• [TASK PROMPT]:
Repeat each record below exactly, omitting whatever pictures appear in it.

• [DATA SUPPLIED]:
::::

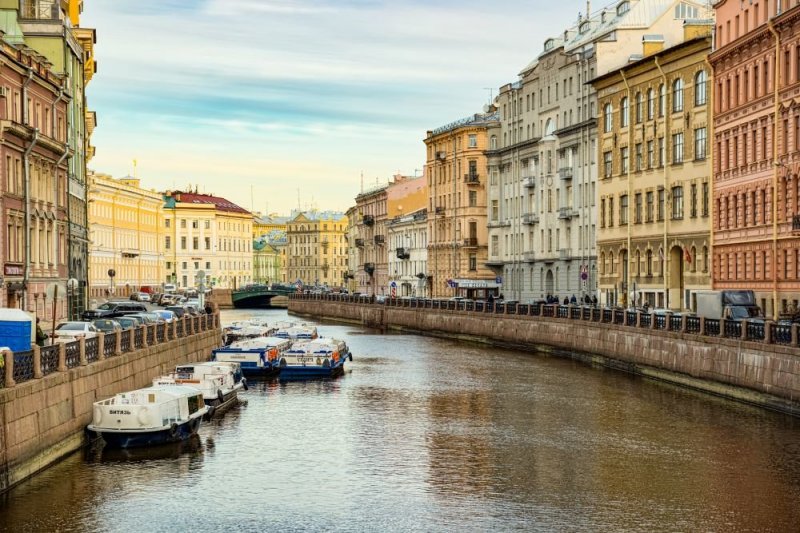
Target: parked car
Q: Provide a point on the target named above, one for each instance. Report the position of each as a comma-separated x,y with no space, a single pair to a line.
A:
178,310
113,310
106,325
127,322
167,315
72,331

::::

• [OUTPUT FOR THIS EXERCISE]:
Target: parked car
Q: Provide a point on the target named above, one for each instance. Report the position of each as a comma-separated x,y with no space, a single pair to a line.
A:
178,310
113,310
106,325
127,322
167,315
72,331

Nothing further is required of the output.